Provided entries >>
══════════════════════════════

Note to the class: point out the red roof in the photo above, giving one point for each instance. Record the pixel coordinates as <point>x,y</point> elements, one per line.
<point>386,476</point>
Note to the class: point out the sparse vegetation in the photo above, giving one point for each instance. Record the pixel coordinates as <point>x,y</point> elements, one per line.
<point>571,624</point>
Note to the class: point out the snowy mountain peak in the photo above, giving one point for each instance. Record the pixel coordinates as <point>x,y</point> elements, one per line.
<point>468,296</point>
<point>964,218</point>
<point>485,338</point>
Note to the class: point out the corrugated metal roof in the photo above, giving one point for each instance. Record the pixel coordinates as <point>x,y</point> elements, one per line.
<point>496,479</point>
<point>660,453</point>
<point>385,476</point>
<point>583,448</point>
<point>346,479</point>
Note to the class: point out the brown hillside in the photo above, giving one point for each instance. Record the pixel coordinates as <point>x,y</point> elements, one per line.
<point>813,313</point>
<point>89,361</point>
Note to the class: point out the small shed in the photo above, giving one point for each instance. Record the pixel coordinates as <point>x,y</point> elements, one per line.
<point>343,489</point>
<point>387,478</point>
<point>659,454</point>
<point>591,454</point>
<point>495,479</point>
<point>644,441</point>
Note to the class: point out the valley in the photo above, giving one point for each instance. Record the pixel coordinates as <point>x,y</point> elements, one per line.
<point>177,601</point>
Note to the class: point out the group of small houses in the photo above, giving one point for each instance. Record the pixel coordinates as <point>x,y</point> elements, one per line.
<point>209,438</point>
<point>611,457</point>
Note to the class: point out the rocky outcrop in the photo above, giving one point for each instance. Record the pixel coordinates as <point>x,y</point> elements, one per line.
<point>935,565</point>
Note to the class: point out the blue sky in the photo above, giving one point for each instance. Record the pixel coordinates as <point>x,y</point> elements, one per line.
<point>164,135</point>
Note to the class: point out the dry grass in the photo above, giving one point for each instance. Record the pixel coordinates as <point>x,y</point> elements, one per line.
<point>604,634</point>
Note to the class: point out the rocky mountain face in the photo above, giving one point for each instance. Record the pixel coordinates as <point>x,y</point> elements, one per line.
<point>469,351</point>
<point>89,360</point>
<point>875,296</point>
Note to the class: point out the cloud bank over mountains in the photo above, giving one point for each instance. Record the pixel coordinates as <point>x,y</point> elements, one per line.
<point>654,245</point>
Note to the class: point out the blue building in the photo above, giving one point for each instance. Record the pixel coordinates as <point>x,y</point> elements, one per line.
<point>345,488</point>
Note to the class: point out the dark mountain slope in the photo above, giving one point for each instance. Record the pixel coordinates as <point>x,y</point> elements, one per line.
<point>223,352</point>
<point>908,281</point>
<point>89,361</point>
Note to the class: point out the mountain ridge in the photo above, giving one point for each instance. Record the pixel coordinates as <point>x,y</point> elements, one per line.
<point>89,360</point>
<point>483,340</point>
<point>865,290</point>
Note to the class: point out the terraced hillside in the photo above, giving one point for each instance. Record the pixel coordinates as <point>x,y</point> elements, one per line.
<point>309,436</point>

══════════════════════════════

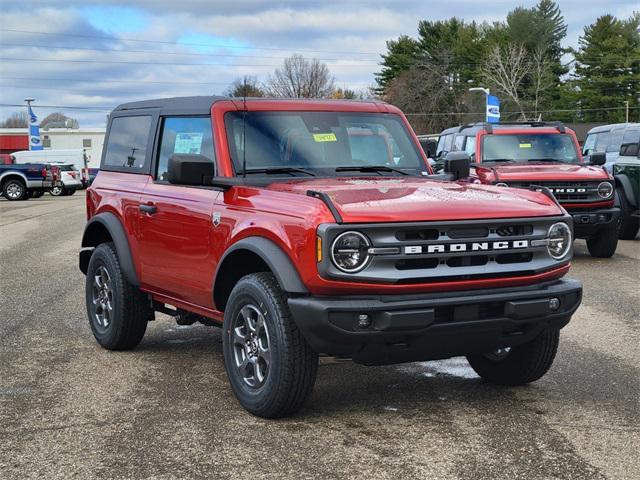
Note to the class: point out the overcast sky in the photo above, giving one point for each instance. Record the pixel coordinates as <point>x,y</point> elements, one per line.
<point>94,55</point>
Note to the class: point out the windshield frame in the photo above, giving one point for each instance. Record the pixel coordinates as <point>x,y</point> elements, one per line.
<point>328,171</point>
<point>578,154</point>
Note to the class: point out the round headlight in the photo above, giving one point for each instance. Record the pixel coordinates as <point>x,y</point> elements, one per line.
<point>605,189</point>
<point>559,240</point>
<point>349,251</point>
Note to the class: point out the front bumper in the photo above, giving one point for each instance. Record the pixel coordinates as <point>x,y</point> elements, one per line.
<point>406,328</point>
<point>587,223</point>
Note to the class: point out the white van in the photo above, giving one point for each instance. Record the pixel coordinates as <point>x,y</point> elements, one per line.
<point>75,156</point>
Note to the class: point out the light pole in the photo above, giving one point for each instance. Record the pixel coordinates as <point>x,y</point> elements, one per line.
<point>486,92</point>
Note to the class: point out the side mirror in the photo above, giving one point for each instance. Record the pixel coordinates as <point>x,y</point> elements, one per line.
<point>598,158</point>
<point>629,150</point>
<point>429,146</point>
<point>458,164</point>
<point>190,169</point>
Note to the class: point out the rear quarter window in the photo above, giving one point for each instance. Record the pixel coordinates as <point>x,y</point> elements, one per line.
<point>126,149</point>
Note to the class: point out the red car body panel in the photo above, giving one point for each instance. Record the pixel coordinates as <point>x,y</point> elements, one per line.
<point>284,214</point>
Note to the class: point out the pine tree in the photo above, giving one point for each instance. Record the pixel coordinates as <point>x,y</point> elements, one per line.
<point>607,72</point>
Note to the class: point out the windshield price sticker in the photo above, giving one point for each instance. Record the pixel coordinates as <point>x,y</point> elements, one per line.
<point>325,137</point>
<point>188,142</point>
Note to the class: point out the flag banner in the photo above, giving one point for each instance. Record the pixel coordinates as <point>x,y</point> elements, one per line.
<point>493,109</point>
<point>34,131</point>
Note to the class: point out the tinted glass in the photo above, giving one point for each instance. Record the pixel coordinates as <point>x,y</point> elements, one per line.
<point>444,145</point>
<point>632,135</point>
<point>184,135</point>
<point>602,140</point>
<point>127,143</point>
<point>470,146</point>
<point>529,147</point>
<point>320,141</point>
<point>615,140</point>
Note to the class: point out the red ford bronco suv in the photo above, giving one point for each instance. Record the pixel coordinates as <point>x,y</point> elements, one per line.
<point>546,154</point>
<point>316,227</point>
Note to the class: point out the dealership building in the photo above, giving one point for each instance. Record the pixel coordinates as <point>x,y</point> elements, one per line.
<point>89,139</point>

══════════════════════════════

Task objective >>
Could you transcribe the records from the line holding "Note to the class: point out the group" through the line holding "<point>611,457</point>", both lines included, with nothing changed?

Complete response >>
Note to the class: point out the group of small houses in the photo above, giving one point for each instance. Record the pixel coordinates as <point>x,y</point> elements, one per line.
<point>209,438</point>
<point>611,457</point>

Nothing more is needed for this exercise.